** Begin Dataset **

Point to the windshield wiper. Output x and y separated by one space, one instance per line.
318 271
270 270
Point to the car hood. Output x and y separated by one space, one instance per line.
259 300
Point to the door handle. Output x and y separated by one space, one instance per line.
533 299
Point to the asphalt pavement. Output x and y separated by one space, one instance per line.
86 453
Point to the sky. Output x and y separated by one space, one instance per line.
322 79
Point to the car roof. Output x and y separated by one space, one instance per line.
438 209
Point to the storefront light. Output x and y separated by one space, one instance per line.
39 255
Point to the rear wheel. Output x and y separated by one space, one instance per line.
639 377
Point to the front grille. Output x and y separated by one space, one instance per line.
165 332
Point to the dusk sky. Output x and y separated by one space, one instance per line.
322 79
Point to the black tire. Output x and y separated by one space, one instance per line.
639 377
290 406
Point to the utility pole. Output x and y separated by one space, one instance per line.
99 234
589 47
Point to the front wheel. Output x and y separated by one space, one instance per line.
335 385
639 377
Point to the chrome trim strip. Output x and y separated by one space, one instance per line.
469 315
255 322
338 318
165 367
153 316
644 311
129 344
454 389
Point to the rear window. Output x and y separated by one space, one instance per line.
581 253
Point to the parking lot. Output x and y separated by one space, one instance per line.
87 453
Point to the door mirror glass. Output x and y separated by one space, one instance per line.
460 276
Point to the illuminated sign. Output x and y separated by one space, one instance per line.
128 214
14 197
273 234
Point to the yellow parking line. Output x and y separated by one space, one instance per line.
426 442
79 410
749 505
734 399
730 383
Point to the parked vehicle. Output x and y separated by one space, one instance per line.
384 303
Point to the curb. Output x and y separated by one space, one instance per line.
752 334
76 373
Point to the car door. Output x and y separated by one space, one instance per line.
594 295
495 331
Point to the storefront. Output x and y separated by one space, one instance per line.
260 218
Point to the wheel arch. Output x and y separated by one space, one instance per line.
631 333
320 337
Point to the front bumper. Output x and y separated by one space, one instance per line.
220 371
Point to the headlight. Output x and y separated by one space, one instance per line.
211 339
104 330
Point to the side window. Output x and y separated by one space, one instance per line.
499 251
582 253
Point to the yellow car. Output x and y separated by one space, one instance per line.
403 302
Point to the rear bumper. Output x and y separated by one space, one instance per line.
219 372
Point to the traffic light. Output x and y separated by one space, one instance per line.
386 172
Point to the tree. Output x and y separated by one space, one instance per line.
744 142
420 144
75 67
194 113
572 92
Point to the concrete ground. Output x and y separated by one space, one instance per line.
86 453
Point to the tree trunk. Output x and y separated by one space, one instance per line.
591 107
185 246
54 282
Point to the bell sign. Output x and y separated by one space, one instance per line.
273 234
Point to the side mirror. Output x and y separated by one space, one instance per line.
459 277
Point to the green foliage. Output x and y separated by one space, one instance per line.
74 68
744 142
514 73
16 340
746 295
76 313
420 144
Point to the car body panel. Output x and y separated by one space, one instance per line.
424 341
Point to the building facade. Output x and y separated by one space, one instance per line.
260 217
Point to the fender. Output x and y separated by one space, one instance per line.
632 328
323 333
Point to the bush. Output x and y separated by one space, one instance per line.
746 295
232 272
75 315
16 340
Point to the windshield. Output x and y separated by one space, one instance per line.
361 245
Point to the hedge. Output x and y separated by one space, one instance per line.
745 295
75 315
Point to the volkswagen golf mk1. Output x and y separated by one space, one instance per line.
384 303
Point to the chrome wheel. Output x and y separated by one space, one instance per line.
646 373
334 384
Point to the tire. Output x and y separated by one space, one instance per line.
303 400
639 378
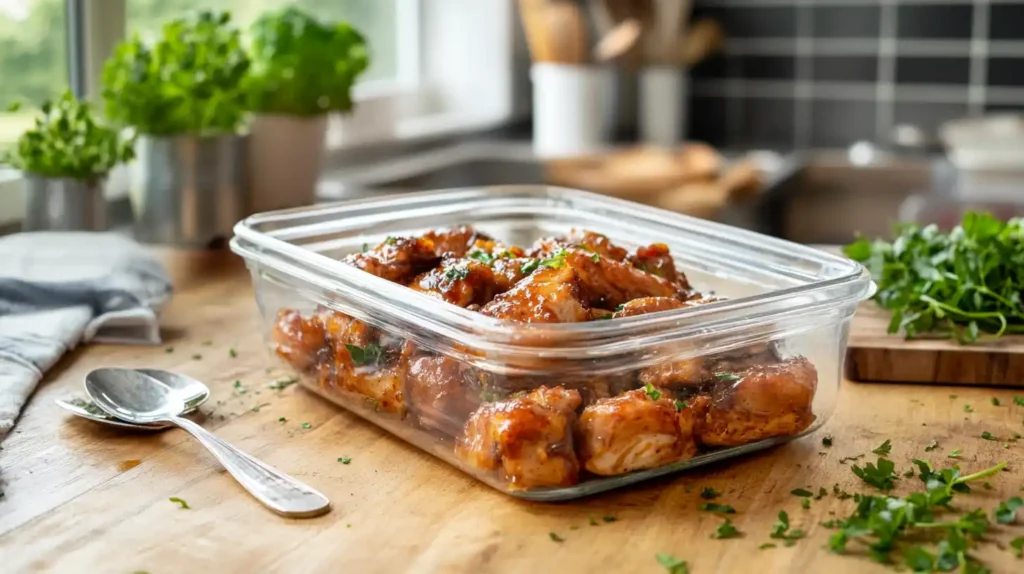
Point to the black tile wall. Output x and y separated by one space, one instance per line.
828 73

** End Dataset **
** Begin Dataset **

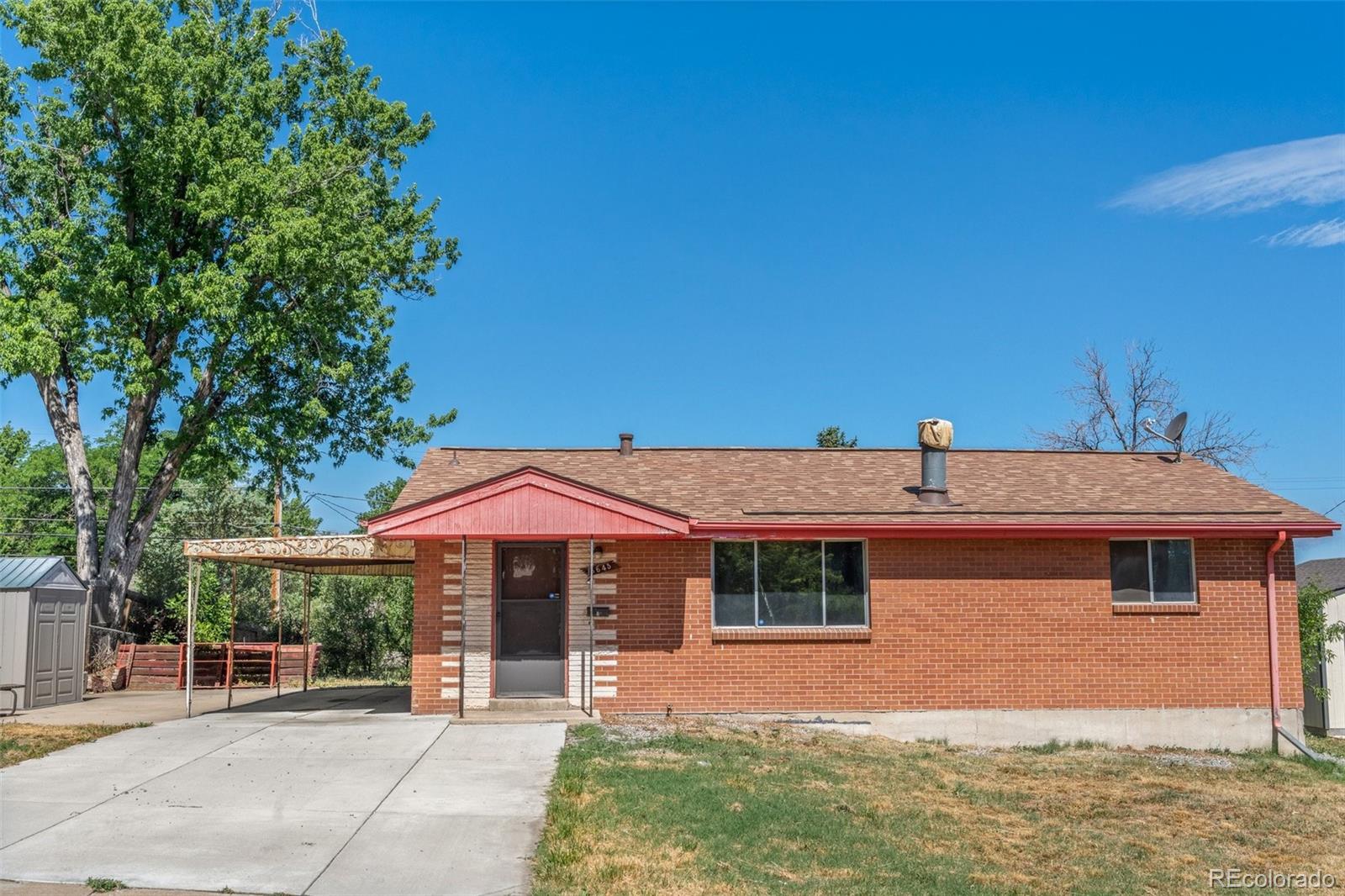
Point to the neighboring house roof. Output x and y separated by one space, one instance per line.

** End Dataset **
** Begin Dataset **

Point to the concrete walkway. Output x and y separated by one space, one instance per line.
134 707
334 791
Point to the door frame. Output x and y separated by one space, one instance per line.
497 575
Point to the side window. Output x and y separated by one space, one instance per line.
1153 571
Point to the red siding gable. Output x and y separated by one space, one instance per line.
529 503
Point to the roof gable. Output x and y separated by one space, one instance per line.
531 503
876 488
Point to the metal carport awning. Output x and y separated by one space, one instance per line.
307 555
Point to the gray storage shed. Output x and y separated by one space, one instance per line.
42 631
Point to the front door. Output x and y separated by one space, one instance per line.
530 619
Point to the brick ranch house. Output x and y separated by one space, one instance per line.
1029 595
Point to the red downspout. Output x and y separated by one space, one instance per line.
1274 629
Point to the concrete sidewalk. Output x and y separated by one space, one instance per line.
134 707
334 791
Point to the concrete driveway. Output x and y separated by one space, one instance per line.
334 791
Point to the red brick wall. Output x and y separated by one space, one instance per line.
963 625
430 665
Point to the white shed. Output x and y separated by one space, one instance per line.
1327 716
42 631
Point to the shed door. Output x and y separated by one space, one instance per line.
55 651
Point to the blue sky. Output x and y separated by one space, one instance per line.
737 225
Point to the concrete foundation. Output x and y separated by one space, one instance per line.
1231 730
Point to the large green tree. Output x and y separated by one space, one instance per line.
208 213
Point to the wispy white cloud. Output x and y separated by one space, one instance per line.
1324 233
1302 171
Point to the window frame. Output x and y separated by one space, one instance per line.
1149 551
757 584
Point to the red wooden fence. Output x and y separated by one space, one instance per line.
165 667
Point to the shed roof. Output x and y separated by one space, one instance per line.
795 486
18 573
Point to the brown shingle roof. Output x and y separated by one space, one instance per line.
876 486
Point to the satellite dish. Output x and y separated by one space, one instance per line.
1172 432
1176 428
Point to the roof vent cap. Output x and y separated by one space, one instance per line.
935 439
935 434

** End Dataset **

## Task details
Gather every line above that contains the word "windshield", and copy each one out in full.

## Written solution
Point to the windshield wiper. Output x and y separated by one space, one instance per line.
Point to the windshield. Output x and y separated by one space, one instance per line.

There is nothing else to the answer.